- _GOAL_:
Report every line in the rows below that contains the word "wall", and copy each one in full.

- _SUPPLIED INFORMATION_:
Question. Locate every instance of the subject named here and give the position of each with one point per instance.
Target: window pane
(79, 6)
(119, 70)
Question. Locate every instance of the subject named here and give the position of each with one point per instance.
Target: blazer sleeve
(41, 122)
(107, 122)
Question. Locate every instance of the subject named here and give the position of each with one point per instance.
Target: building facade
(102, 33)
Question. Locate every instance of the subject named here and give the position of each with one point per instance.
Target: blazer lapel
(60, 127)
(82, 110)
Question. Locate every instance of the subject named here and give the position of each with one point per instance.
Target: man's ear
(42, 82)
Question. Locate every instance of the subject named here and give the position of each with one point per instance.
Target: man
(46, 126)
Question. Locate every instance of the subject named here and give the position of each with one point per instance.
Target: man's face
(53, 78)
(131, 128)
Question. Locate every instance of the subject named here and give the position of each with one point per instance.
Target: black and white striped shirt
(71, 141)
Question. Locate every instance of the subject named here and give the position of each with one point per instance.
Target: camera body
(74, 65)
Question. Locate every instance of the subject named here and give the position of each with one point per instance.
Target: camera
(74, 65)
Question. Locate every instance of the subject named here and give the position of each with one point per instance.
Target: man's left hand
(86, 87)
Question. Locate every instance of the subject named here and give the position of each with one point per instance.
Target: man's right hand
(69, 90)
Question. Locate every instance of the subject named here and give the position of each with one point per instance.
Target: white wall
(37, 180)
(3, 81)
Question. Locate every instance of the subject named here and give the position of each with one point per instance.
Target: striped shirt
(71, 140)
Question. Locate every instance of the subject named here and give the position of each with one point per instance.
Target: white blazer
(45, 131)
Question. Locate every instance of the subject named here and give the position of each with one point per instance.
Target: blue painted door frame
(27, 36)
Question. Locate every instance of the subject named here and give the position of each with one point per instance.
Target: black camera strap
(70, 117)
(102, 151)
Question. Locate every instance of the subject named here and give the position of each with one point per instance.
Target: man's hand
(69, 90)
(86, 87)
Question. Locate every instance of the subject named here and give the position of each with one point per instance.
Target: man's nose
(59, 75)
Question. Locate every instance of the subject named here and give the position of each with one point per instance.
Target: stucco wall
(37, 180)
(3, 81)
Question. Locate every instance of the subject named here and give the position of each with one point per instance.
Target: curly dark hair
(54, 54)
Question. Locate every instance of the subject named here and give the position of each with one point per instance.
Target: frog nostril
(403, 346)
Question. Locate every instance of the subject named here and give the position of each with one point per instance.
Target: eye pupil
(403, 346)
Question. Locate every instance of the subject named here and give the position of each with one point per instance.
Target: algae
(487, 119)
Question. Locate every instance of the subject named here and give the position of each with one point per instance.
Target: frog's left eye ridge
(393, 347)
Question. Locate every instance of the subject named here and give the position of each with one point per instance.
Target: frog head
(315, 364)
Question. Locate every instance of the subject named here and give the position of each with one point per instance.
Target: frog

- _CORRECT RESULT_:
Target: white wall
Target: stucco wall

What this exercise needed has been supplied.